Goal of the exercise:
Without any images, write the data out exactly as it appears.

··· Supplied records ···

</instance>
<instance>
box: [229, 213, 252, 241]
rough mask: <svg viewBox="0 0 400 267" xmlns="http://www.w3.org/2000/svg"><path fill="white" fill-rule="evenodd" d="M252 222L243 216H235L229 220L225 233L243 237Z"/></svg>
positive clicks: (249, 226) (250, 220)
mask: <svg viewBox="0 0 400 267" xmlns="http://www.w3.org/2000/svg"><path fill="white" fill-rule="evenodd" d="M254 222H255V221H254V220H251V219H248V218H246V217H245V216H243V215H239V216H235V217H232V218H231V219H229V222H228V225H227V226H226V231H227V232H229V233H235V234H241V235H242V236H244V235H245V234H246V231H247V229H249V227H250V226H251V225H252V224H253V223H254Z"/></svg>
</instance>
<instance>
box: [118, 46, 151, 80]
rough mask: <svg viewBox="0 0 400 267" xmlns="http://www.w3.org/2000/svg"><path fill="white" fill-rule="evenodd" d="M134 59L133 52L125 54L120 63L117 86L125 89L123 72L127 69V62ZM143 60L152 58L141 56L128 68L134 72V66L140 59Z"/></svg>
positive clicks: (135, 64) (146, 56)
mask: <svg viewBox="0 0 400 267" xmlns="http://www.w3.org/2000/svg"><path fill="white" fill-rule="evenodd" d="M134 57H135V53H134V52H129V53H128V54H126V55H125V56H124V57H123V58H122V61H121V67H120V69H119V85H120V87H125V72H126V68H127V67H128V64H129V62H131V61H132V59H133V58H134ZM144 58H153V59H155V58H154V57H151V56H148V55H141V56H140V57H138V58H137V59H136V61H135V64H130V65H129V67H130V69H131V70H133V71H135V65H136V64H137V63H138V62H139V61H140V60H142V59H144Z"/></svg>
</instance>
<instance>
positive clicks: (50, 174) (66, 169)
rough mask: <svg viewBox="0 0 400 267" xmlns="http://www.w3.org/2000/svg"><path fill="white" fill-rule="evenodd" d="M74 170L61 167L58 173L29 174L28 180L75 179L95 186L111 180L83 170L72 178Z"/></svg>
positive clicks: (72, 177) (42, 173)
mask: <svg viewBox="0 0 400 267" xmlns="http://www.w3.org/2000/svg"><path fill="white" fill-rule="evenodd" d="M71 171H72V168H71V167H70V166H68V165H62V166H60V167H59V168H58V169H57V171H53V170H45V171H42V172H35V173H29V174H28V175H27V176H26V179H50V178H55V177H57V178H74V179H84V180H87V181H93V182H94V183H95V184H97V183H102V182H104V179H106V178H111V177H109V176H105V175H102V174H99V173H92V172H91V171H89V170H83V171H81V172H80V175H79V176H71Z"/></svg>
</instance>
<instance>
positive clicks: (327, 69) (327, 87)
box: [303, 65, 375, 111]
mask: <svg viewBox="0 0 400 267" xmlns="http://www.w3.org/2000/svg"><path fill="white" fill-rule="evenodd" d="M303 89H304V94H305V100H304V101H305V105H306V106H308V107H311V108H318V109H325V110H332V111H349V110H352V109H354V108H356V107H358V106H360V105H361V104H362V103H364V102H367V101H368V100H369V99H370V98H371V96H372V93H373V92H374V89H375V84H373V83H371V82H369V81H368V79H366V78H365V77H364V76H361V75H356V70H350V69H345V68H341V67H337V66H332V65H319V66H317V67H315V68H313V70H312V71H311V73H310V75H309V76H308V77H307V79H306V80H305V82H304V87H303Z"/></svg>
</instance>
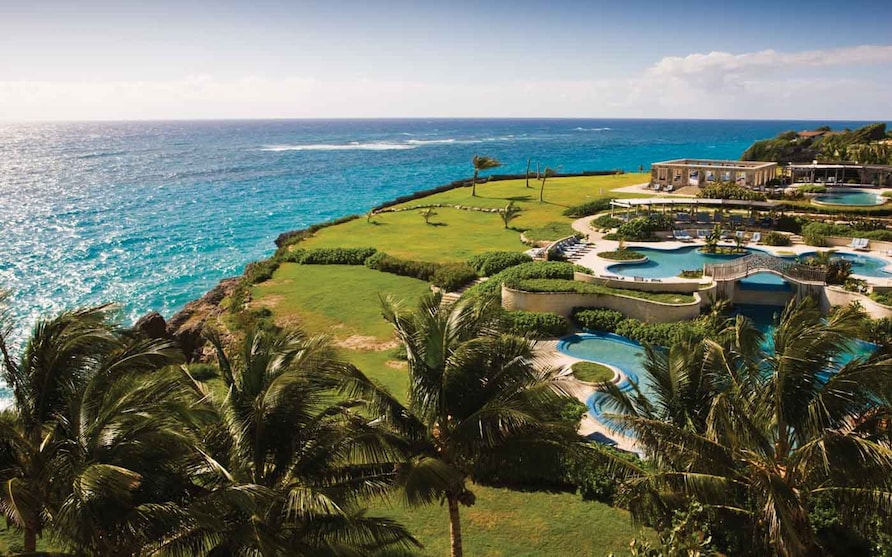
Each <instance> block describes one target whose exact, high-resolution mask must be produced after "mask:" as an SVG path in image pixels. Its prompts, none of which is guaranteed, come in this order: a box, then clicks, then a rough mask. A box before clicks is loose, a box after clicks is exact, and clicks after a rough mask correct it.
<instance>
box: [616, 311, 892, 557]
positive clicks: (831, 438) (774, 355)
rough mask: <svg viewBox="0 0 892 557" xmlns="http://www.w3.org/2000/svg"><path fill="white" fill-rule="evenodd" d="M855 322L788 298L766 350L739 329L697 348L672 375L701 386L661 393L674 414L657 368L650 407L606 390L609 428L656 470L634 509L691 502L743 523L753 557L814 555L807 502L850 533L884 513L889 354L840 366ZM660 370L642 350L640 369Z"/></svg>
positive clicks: (885, 488)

···

Response area:
</instance>
<instance>
box: [229, 213, 252, 241]
rough mask: <svg viewBox="0 0 400 267" xmlns="http://www.w3.org/2000/svg"><path fill="white" fill-rule="evenodd" d="M252 222L243 216H235L229 220L225 233L243 237Z"/></svg>
positive clicks: (249, 226) (250, 220)
mask: <svg viewBox="0 0 400 267" xmlns="http://www.w3.org/2000/svg"><path fill="white" fill-rule="evenodd" d="M254 222H255V221H254V220H251V219H248V218H246V217H245V216H243V215H239V216H235V217H232V218H231V219H229V222H228V225H227V226H226V231H227V232H229V233H235V234H241V235H242V236H244V235H245V234H246V231H247V229H249V227H250V226H251V225H252V224H253V223H254Z"/></svg>
</instance>
<instance>
box: [118, 46, 151, 80]
rough mask: <svg viewBox="0 0 400 267" xmlns="http://www.w3.org/2000/svg"><path fill="white" fill-rule="evenodd" d="M134 59L133 52L125 54L120 63L117 86L125 89L123 72L127 69V62ZM143 60L152 58L141 56L128 68L134 72V66L140 59Z"/></svg>
positive clicks: (135, 64) (146, 56)
mask: <svg viewBox="0 0 400 267" xmlns="http://www.w3.org/2000/svg"><path fill="white" fill-rule="evenodd" d="M134 57H135V53H134V52H129V53H128V54H126V55H125V56H124V57H123V58H122V61H121V67H120V69H119V85H120V87H125V72H126V68H127V67H128V64H129V62H131V61H132V59H133V58H134ZM144 58H153V59H155V58H154V57H151V56H148V55H141V56H140V57H138V58H137V59H136V61H135V64H130V65H129V67H130V69H131V70H133V71H135V65H136V64H137V63H138V62H139V61H140V60H142V59H144Z"/></svg>
</instance>
<instance>
positive clicks: (50, 174) (66, 169)
rough mask: <svg viewBox="0 0 400 267" xmlns="http://www.w3.org/2000/svg"><path fill="white" fill-rule="evenodd" d="M74 170L61 167L58 173L29 174L28 180L75 179L95 186L111 180L83 170L72 178Z"/></svg>
positive clicks: (72, 177) (42, 173)
mask: <svg viewBox="0 0 400 267" xmlns="http://www.w3.org/2000/svg"><path fill="white" fill-rule="evenodd" d="M71 171H72V168H71V167H70V166H68V165H62V166H60V167H59V168H58V169H57V171H53V170H45V171H42V172H35V173H29V174H28V175H27V176H26V179H50V178H55V177H57V178H74V179H84V180H87V181H93V182H94V183H95V184H97V183H102V182H104V179H106V178H111V177H109V176H105V175H102V174H99V173H92V172H91V171H89V170H83V171H81V172H80V175H79V176H71Z"/></svg>
</instance>
<instance>
positive clicks: (327, 69) (327, 87)
box: [303, 65, 375, 111]
mask: <svg viewBox="0 0 400 267" xmlns="http://www.w3.org/2000/svg"><path fill="white" fill-rule="evenodd" d="M303 89H304V94H305V100H304V101H305V105H306V106H308V107H311V108H318V109H325V110H332V111H349V110H352V109H354V108H356V107H358V106H360V105H361V104H362V103H364V102H367V101H368V100H369V99H370V98H371V96H372V93H373V92H374V89H375V84H373V83H371V82H369V81H368V79H366V78H365V77H364V76H361V75H356V70H350V69H345V68H341V67H337V66H332V65H319V66H317V67H315V68H313V70H312V71H311V73H310V75H309V76H308V77H307V79H306V80H305V82H304V87H303Z"/></svg>
</instance>
Each <instance> block describes one target whose exact, high-resolution mask must be produced after "mask:" as an SVG path in image pixels. Its prompts, none of which is guaranteed, come in this order: a box, then clicks, then a rough mask. A box before clicks is loose, a box after clicks is exact, and clicks after a rough mask correct it.
<instance>
box: [616, 311, 892, 557]
positive clicks: (831, 438) (774, 355)
rough mask: <svg viewBox="0 0 892 557" xmlns="http://www.w3.org/2000/svg"><path fill="white" fill-rule="evenodd" d="M855 322L788 298L766 350L739 329L697 348L672 375L701 386L661 393L674 414L657 368L650 407L606 390L609 428L656 470L634 509L691 502L743 523L753 557L814 555L807 502L850 533L884 513L889 354L840 366ZM660 370L642 350L640 369Z"/></svg>
positive clicks: (885, 488)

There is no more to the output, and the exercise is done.